• **TEXT EXTRACT**:
┌──
- Born: October 1952 Beijing, China
- Died: 9 June 2018 (aged 65) Dalian, Liaoning, China
- Occupations: Film director, screenwriter
- Years active: 1984–2002

Chinese name
- Traditional Chinese: 張軍釗
- Simplified Chinese: 张军钊

Standard Mandarin
- Hanyu Pinyin: Zhāng Jūnzhāo

= Zhang Junzhao =

Chinese film director and screenwriter (1952–2018)

Zhang Junzhao (张军钊; October 1952 – 9 June 2018) was a Chinese film director and screenwriter who was mainly active in the 1980s. A graduate of the Beijing Film Academy and a contemporary of acclaimed directors Zhang Yimou, Chen Kaige, and Tian Zhuangzhuang, Zhang Junzhao was a prominent early member of China's Fifth Generation filmmakers. His 1984 film One and Eight is well known as the film that marked the advent of the Fifth Generation, while The Shining Arc (1988) was selected for competition for the Golden St. George award at the 1989 Moscow International Film Festival.
└──
• **ENTRIES**:
┌──
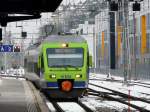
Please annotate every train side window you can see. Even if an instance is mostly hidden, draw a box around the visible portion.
[41,55,44,72]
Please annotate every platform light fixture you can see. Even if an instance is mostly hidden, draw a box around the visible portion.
[132,1,141,11]
[110,1,118,11]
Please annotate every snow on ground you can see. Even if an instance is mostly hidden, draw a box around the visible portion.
[88,73,150,110]
[82,98,132,112]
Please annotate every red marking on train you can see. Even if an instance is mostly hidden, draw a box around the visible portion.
[61,81,72,92]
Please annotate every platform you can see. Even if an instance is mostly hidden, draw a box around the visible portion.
[0,78,48,112]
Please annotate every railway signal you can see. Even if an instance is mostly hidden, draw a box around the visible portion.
[14,46,20,52]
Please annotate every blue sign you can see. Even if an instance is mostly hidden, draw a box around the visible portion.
[0,45,13,52]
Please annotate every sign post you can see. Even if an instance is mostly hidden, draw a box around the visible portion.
[0,45,14,52]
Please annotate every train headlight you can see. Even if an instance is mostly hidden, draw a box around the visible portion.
[50,74,56,79]
[62,43,68,47]
[76,74,82,78]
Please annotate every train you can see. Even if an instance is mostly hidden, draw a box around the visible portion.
[24,35,91,98]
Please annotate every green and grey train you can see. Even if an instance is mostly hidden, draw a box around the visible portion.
[25,35,90,98]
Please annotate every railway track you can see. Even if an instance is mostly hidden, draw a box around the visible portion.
[50,100,93,112]
[89,83,150,112]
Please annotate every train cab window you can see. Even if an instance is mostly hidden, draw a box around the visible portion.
[41,55,44,71]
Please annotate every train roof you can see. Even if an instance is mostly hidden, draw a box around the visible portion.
[27,35,87,50]
[42,35,86,43]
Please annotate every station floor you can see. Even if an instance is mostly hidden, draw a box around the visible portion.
[0,78,48,112]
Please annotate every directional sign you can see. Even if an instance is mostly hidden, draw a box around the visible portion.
[0,45,13,52]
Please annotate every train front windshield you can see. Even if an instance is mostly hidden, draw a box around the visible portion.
[47,48,83,67]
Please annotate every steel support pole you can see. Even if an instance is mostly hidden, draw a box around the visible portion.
[122,0,131,82]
└──
• **SHORT TASK 1**: Render this sentence from the Zhang Junzhao profile in Spanish: "Zhang Junzhao (张军钊; October 1952 – 9 June 2018) was a Chinese film director and screenwriter who was mainly active in the 1980s."
• **SHORT TASK 2**: Reproduce the passage of the Zhang Junzhao profile starting with "Zhang Junzhao (张军钊;" and going on through "International Film Festival.", renaming "screenwriter" as "scriptwriter".
The listing has no connection to the Zhang Junzhao profile.

• **CORRECT OUTPUT 1**: Zhang Junzhao (张军钊; octubre de 1952 – 9 de junio de 2018) fue un director de cine y guionista chino que estuvo activo principalmente en la década de 1980.

• **CORRECT OUTPUT 2**:
Zhang Junzhao (张军钊; October 1952 – 9 June 2018) was a Chinese film director and scriptwriter who was mainly active in the 1980s. A graduate of the Beijing Film Academy and a contemporary of acclaimed directors Zhang Yimou, Chen Kaige, and Tian Zhuangzhuang, Zhang Junzhao was a prominent early member of China's Fifth Generation filmmakers. His 1984 film One and Eight is well known as the film that marked the advent of the Fifth Generation, while The Shining Arc (1988) was selected for competition for the Golden St. George award at the 1989 Moscow International Film Festival.